**Prompt:** I would like every line of the records below that contains the word "woman" copied.

(Point localization data)
━━━━━━━━━━━━━━━━

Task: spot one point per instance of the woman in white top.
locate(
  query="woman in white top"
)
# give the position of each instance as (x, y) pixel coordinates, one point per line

━━━━━━━━━━━━━━━━

**Written reply:**
Task: spot one point per instance of the woman in white top.
  query="woman in white top"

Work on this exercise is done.